# Page text
-- Begin --

Forbes Interview with Gavin Wood: The Five Key Standards that will Determine Long-Term Blockchain Success
Original Article Title: What Makes Or Breaks A Blockchain: Gavin Wood's 5 Criteria
Original Article Author: Marie Poteriaieva
Original Article Translation: OneBlock+
Setting aside market value and hype, what exactly determines the long-term success of a blockchain? Gavin Wood, co-founder of Ethereum, proponent of the Web3 concept, and creator of Polkadot, shared his evaluation of blockchain's five key criteria.
In an interview with Forbes, Gavin Wood, a visionary in the crypto industry, explained which factors can make blockchain projects successful and which can cause them to fail. He also shared some useful assessment criteria and provided direct analysis of the most popular blockchain projects today.
His analytical approach helps us better understand the price fluctuations of leading cryptocurrencies in the blockchain space. For example, why did ETH's market cap drop from its 2021 peak of $575 billion to its current $394 billion? Why did SOL's market cap break its all-time high, reaching $115 billion, while Polkadot's DOT (launched around the same time) dropped to $9 billion? Wood not only observed the numerical changes but also identified the key reasons behind the influences driving these changes.

Gavin Wood speaking at the Decoded conference in Brussels in July 2024
Gavin Wood's Five Blockchain Evaluation Criteria
Currently, there are hundreds of blockchains, each with its unique technology, use cases, and adoption. To help us identify truly promising blockchains, Gavin Wood has outlined five fundamental criteria for assessing them.
· Resilience: The cornerstone of Web3, resilience combines cryptography, decentralization, and game theory to protect the blockchain from attacks and ensure its long-term stability.

-- End --

# Data lines

-- Begin --

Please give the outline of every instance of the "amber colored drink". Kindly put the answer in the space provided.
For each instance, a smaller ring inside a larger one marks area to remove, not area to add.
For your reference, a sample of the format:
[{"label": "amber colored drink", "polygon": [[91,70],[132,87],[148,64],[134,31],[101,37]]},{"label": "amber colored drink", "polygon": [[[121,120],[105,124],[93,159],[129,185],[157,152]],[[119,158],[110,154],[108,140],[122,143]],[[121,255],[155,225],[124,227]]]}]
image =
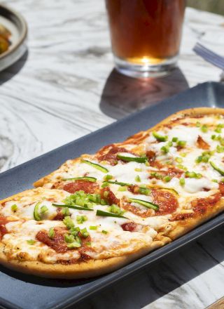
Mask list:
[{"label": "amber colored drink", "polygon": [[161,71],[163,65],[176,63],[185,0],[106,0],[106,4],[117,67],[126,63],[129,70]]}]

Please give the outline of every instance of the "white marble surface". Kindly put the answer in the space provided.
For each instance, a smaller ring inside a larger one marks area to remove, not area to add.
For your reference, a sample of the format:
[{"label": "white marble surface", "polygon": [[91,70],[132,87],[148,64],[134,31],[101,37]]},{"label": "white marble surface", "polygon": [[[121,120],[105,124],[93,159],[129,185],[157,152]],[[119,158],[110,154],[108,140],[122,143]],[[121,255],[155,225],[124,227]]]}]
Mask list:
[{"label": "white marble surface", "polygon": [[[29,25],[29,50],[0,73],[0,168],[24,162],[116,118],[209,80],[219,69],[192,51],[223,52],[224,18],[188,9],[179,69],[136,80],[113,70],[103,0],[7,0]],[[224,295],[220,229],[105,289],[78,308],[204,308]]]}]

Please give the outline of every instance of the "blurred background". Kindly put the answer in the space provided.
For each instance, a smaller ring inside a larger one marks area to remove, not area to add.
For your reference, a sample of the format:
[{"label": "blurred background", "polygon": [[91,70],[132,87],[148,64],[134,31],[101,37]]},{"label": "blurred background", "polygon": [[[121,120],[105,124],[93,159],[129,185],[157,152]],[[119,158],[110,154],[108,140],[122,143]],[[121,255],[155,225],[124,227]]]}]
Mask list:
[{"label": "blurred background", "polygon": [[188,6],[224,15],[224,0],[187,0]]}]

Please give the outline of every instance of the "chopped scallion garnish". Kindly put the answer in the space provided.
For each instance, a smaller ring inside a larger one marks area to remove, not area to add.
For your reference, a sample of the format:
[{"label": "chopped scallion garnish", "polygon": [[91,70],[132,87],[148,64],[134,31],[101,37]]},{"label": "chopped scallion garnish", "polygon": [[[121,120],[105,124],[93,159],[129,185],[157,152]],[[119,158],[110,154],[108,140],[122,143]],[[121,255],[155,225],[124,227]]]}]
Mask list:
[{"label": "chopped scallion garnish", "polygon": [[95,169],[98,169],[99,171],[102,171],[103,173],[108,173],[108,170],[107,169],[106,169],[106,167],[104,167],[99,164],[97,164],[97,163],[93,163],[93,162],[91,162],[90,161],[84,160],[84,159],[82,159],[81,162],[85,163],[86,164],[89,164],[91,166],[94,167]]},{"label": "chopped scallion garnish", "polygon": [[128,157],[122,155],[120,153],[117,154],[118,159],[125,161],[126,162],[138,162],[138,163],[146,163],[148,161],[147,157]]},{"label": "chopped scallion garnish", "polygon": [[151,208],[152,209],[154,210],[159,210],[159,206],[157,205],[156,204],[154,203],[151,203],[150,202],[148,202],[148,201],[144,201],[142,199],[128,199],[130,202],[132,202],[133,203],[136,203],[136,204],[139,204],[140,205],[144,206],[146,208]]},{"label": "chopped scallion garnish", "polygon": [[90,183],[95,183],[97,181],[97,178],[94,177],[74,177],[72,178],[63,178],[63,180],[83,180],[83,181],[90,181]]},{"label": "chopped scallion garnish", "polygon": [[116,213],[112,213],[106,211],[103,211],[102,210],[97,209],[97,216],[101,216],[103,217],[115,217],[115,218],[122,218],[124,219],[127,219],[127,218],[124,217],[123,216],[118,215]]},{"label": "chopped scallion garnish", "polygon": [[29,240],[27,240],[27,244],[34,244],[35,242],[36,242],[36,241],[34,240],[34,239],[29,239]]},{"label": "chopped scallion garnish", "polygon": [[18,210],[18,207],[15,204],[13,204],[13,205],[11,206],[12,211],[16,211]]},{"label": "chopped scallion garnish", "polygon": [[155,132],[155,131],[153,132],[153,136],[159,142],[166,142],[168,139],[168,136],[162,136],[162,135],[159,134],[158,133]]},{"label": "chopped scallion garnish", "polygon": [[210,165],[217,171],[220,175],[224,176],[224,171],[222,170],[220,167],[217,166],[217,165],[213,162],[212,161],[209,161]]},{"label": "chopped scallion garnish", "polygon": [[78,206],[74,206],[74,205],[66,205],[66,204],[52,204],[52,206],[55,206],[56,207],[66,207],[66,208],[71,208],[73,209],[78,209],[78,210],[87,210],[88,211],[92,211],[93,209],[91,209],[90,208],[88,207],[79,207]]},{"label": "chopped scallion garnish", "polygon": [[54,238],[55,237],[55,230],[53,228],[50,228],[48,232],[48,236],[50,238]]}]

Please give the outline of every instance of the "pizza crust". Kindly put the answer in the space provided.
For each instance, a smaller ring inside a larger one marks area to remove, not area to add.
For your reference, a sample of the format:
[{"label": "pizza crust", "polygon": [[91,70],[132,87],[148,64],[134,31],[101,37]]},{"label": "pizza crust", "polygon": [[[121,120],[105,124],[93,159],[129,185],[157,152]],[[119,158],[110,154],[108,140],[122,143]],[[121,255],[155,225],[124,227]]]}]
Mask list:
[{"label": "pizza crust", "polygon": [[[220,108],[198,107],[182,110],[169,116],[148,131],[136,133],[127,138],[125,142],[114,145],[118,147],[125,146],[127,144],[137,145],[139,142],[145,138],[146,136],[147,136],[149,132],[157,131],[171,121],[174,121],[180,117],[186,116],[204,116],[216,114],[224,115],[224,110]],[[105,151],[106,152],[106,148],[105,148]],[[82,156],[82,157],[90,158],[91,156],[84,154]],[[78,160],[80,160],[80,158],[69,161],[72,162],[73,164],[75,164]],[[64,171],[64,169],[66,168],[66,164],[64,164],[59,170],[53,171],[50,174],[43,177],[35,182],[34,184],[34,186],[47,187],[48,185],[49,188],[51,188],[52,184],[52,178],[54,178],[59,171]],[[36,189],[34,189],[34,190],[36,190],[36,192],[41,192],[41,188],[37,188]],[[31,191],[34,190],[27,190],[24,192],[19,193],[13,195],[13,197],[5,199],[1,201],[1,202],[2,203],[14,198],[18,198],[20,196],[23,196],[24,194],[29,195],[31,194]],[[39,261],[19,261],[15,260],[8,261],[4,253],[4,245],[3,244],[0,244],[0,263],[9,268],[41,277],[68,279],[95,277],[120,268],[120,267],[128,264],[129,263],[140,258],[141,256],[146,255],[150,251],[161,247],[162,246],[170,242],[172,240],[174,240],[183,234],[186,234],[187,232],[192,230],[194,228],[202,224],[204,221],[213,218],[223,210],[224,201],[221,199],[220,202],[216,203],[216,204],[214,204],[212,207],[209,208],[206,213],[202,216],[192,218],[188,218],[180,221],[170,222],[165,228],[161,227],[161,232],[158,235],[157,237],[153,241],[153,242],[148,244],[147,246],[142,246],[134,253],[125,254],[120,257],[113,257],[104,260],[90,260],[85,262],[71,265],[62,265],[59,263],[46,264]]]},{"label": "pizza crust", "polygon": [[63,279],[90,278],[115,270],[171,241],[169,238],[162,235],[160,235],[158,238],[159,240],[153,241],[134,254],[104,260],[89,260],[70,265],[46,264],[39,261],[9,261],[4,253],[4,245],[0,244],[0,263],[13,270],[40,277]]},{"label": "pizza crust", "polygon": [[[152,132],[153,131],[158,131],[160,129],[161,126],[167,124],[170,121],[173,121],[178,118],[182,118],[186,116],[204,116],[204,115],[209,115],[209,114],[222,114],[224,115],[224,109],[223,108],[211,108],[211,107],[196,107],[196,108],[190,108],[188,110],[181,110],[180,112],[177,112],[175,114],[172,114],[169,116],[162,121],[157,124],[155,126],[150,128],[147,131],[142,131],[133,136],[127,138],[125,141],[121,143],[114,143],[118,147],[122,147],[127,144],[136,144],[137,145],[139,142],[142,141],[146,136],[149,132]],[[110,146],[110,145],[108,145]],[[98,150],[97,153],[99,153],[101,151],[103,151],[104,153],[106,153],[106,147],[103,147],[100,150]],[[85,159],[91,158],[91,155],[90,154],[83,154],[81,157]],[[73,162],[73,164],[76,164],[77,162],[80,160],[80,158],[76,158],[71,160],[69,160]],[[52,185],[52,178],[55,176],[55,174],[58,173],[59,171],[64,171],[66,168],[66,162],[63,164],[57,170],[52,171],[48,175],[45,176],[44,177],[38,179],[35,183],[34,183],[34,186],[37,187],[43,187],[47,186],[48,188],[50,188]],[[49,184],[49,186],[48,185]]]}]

-- End --

# The problem
From the Gavin Wood interview article, list each element that resilience is said to combine.

# Complete response
- Cryptography
- Decentralization
- Game theory